(Records contained in a dataset)
+===+

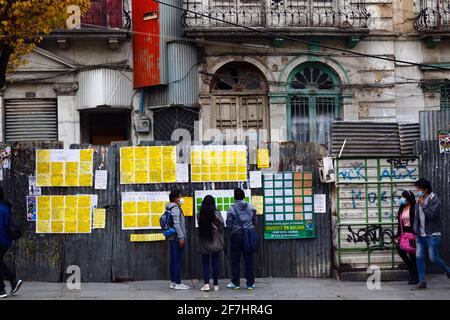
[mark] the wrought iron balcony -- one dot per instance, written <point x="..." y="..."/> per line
<point x="434" y="16"/>
<point x="289" y="15"/>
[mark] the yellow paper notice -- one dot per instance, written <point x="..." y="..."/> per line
<point x="258" y="203"/>
<point x="61" y="168"/>
<point x="99" y="219"/>
<point x="263" y="158"/>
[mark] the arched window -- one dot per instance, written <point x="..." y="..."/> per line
<point x="314" y="98"/>
<point x="239" y="97"/>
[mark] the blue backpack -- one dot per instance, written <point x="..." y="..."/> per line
<point x="166" y="222"/>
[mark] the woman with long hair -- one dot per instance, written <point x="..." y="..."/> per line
<point x="211" y="234"/>
<point x="406" y="215"/>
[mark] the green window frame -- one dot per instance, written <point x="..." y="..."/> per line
<point x="445" y="96"/>
<point x="313" y="96"/>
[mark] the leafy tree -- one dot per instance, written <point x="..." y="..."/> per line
<point x="23" y="24"/>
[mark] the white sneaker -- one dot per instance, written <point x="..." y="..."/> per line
<point x="181" y="287"/>
<point x="205" y="287"/>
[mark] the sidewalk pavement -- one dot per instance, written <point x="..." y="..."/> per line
<point x="266" y="289"/>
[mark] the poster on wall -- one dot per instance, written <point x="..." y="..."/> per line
<point x="142" y="210"/>
<point x="64" y="168"/>
<point x="224" y="199"/>
<point x="31" y="208"/>
<point x="154" y="164"/>
<point x="444" y="141"/>
<point x="288" y="205"/>
<point x="5" y="157"/>
<point x="219" y="163"/>
<point x="64" y="214"/>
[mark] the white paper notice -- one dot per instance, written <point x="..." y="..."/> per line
<point x="255" y="179"/>
<point x="33" y="190"/>
<point x="101" y="179"/>
<point x="182" y="172"/>
<point x="320" y="203"/>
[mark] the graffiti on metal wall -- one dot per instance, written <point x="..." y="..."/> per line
<point x="376" y="237"/>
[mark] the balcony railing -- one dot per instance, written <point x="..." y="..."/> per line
<point x="272" y="14"/>
<point x="434" y="15"/>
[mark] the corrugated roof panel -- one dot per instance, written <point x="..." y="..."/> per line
<point x="366" y="139"/>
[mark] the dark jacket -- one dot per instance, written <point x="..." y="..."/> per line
<point x="240" y="216"/>
<point x="5" y="216"/>
<point x="217" y="243"/>
<point x="412" y="211"/>
<point x="432" y="211"/>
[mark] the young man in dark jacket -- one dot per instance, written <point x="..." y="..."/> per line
<point x="5" y="243"/>
<point x="240" y="216"/>
<point x="427" y="227"/>
<point x="177" y="242"/>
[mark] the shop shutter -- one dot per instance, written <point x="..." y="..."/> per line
<point x="31" y="119"/>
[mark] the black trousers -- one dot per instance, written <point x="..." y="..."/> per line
<point x="5" y="272"/>
<point x="410" y="261"/>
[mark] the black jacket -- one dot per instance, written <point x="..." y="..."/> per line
<point x="412" y="213"/>
<point x="432" y="213"/>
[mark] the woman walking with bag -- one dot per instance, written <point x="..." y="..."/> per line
<point x="211" y="234"/>
<point x="405" y="234"/>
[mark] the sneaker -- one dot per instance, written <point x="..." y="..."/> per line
<point x="181" y="287"/>
<point x="233" y="286"/>
<point x="420" y="286"/>
<point x="205" y="287"/>
<point x="16" y="286"/>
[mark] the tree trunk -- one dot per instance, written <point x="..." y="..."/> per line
<point x="4" y="59"/>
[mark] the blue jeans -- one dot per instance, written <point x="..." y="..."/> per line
<point x="215" y="264"/>
<point x="176" y="255"/>
<point x="428" y="245"/>
<point x="236" y="249"/>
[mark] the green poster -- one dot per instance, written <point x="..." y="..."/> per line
<point x="288" y="205"/>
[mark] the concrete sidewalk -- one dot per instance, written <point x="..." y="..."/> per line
<point x="266" y="289"/>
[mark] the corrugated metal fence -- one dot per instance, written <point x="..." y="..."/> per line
<point x="108" y="255"/>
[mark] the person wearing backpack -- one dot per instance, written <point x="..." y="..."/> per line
<point x="427" y="227"/>
<point x="177" y="241"/>
<point x="5" y="243"/>
<point x="241" y="219"/>
<point x="211" y="236"/>
<point x="405" y="233"/>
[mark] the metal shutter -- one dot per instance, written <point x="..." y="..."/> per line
<point x="31" y="119"/>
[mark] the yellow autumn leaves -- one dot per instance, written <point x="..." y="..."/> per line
<point x="24" y="22"/>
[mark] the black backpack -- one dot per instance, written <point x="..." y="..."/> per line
<point x="13" y="231"/>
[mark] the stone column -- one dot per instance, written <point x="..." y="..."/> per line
<point x="68" y="115"/>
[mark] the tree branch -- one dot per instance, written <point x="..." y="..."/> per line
<point x="5" y="54"/>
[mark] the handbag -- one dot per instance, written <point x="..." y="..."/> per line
<point x="407" y="240"/>
<point x="251" y="237"/>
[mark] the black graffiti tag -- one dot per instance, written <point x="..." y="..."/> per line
<point x="374" y="236"/>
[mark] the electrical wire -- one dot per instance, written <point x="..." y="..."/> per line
<point x="277" y="35"/>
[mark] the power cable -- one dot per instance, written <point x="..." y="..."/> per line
<point x="366" y="55"/>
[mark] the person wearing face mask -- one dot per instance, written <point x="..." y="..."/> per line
<point x="406" y="215"/>
<point x="427" y="227"/>
<point x="177" y="241"/>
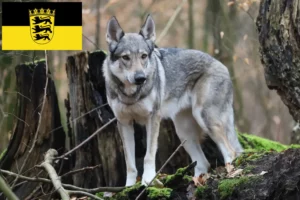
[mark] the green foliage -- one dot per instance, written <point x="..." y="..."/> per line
<point x="158" y="193"/>
<point x="201" y="191"/>
<point x="227" y="186"/>
<point x="254" y="142"/>
<point x="2" y="153"/>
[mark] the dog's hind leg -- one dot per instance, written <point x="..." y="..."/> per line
<point x="152" y="128"/>
<point x="212" y="109"/>
<point x="188" y="129"/>
<point x="127" y="135"/>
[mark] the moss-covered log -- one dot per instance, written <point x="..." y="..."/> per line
<point x="278" y="27"/>
<point x="267" y="170"/>
<point x="31" y="79"/>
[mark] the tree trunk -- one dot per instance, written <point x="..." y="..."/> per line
<point x="30" y="85"/>
<point x="278" y="25"/>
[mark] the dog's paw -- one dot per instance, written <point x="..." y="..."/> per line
<point x="147" y="177"/>
<point x="130" y="182"/>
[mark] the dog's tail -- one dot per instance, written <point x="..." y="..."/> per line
<point x="232" y="134"/>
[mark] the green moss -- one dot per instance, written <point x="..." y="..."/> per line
<point x="254" y="142"/>
<point x="249" y="156"/>
<point x="248" y="169"/>
<point x="2" y="153"/>
<point x="100" y="194"/>
<point x="200" y="191"/>
<point x="294" y="146"/>
<point x="125" y="194"/>
<point x="158" y="193"/>
<point x="178" y="174"/>
<point x="227" y="186"/>
<point x="187" y="178"/>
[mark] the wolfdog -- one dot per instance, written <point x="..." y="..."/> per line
<point x="145" y="84"/>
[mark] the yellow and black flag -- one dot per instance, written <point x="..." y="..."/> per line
<point x="42" y="26"/>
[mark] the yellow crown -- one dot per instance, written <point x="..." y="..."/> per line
<point x="41" y="12"/>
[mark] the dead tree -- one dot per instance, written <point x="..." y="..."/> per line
<point x="31" y="79"/>
<point x="278" y="25"/>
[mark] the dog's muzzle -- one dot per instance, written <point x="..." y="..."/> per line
<point x="139" y="78"/>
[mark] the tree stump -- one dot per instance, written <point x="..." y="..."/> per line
<point x="278" y="25"/>
<point x="31" y="80"/>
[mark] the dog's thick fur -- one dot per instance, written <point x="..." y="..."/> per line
<point x="188" y="86"/>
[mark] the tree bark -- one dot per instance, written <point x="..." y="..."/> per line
<point x="30" y="85"/>
<point x="278" y="25"/>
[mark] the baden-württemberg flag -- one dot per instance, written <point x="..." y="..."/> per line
<point x="42" y="26"/>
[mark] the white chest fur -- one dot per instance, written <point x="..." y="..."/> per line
<point x="140" y="111"/>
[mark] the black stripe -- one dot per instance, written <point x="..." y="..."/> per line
<point x="66" y="13"/>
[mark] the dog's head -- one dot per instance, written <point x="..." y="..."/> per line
<point x="130" y="53"/>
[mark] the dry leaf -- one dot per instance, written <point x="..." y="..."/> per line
<point x="229" y="167"/>
<point x="235" y="173"/>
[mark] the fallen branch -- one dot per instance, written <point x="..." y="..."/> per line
<point x="162" y="167"/>
<point x="84" y="193"/>
<point x="67" y="186"/>
<point x="87" y="139"/>
<point x="47" y="164"/>
<point x="6" y="190"/>
<point x="80" y="170"/>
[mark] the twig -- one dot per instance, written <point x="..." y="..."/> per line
<point x="19" y="93"/>
<point x="84" y="193"/>
<point x="39" y="122"/>
<point x="162" y="167"/>
<point x="90" y="41"/>
<point x="68" y="186"/>
<point x="47" y="164"/>
<point x="87" y="139"/>
<point x="8" y="113"/>
<point x="6" y="190"/>
<point x="170" y="22"/>
<point x="79" y="170"/>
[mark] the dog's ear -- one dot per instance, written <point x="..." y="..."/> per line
<point x="114" y="31"/>
<point x="148" y="29"/>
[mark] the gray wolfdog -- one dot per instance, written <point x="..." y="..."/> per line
<point x="145" y="84"/>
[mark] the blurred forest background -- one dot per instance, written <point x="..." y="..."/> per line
<point x="223" y="28"/>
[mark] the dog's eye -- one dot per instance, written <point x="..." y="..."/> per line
<point x="144" y="56"/>
<point x="125" y="57"/>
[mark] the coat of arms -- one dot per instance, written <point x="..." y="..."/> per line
<point x="41" y="25"/>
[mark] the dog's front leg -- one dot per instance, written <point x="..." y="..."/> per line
<point x="152" y="128"/>
<point x="127" y="136"/>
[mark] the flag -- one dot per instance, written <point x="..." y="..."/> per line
<point x="42" y="26"/>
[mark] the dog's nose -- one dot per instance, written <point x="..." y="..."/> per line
<point x="139" y="78"/>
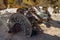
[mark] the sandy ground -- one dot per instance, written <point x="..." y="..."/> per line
<point x="49" y="33"/>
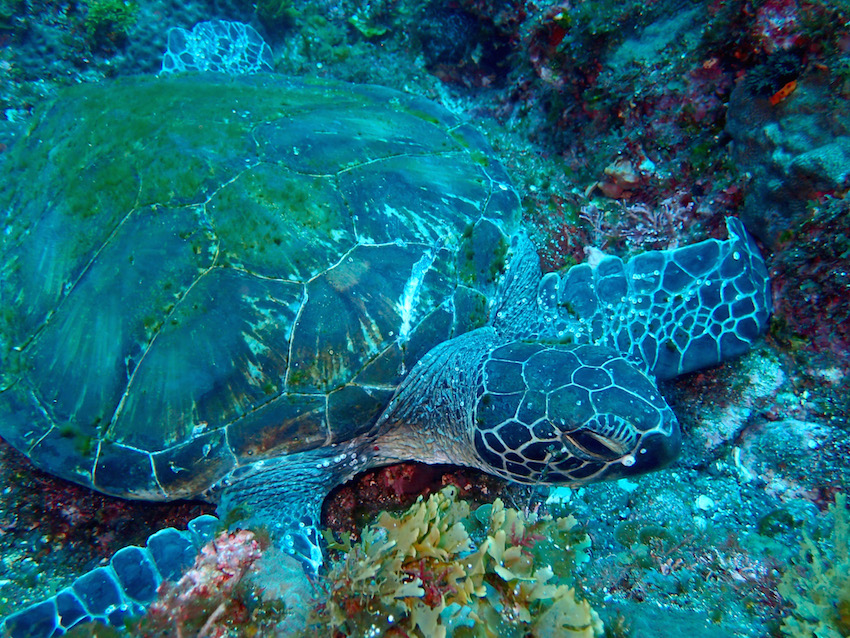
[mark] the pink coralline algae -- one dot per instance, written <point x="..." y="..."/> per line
<point x="777" y="25"/>
<point x="204" y="602"/>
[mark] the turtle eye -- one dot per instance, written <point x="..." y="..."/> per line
<point x="592" y="446"/>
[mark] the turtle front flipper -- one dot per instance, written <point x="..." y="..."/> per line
<point x="676" y="310"/>
<point x="121" y="589"/>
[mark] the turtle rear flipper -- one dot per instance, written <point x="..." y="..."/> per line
<point x="119" y="590"/>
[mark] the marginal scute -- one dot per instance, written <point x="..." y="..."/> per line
<point x="249" y="269"/>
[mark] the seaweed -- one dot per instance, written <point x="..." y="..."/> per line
<point x="818" y="582"/>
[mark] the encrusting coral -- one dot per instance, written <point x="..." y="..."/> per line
<point x="437" y="571"/>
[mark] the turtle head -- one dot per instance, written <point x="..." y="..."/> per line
<point x="566" y="414"/>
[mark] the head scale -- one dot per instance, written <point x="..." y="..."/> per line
<point x="567" y="414"/>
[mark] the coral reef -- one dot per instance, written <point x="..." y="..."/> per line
<point x="818" y="582"/>
<point x="436" y="571"/>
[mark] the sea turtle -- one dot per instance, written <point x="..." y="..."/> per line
<point x="247" y="289"/>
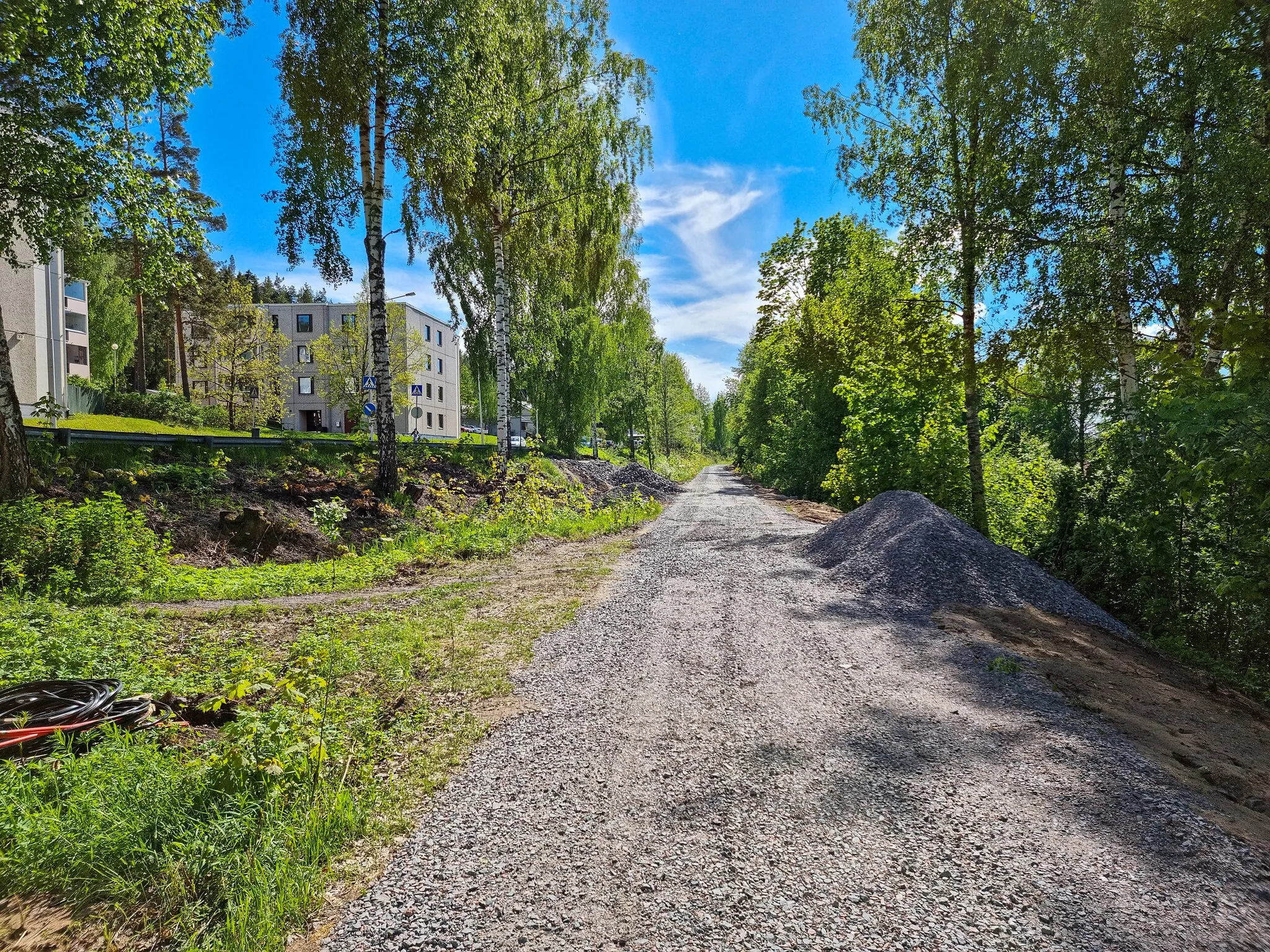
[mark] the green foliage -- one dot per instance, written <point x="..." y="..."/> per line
<point x="224" y="838"/>
<point x="1003" y="666"/>
<point x="69" y="74"/>
<point x="97" y="551"/>
<point x="328" y="516"/>
<point x="164" y="407"/>
<point x="48" y="409"/>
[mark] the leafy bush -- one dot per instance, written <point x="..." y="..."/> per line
<point x="98" y="551"/>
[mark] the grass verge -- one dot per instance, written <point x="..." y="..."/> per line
<point x="346" y="714"/>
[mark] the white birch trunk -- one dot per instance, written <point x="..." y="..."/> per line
<point x="502" y="340"/>
<point x="14" y="460"/>
<point x="373" y="154"/>
<point x="1126" y="353"/>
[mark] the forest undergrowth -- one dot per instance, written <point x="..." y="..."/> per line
<point x="313" y="725"/>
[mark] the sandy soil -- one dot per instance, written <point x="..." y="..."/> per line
<point x="732" y="752"/>
<point x="1207" y="736"/>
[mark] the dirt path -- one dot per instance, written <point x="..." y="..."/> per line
<point x="729" y="754"/>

+===+

All lines from the one containing "[mark] the turtle head" through the end of the entries, both ends included, should be written out exactly, with no pictures.

[mark] the turtle head -- one dot per instance, written <point x="..." y="..."/> per line
<point x="566" y="414"/>
[mark] the head scale -- one dot per instance, written <point x="..." y="..."/> per line
<point x="567" y="414"/>
[mark] the coral reef -- one dot per instance, written <point x="..." y="..."/> per line
<point x="818" y="582"/>
<point x="436" y="571"/>
[mark] the sea turtle -- one dot per instance, written <point x="..." y="..."/> per line
<point x="247" y="289"/>
[mark] the green foliage -- one dot per instance, written <point x="..." y="..."/> per line
<point x="224" y="838"/>
<point x="1003" y="666"/>
<point x="69" y="74"/>
<point x="97" y="551"/>
<point x="328" y="516"/>
<point x="164" y="407"/>
<point x="48" y="409"/>
[mark] the leafy bush -- one dot per instance, written <point x="..." y="..."/> per line
<point x="98" y="551"/>
[mark] the grass verge -- one dot per instance, written <point x="..." y="..."/> per line
<point x="346" y="714"/>
[mark] the white birch trunk -- one dot per instance, written <point x="..." y="..."/> per line
<point x="502" y="340"/>
<point x="14" y="460"/>
<point x="373" y="154"/>
<point x="1126" y="353"/>
[mark] the forest undergrowth -- one dot per instance, written <point x="..." y="..."/> per line
<point x="313" y="725"/>
[mark] the sandy soil -- one dot per instance, written <point x="..." y="..."/> per line
<point x="732" y="752"/>
<point x="1207" y="736"/>
[mark] the dirt path -- one dot per instance, written <point x="..." y="..."/> per line
<point x="729" y="754"/>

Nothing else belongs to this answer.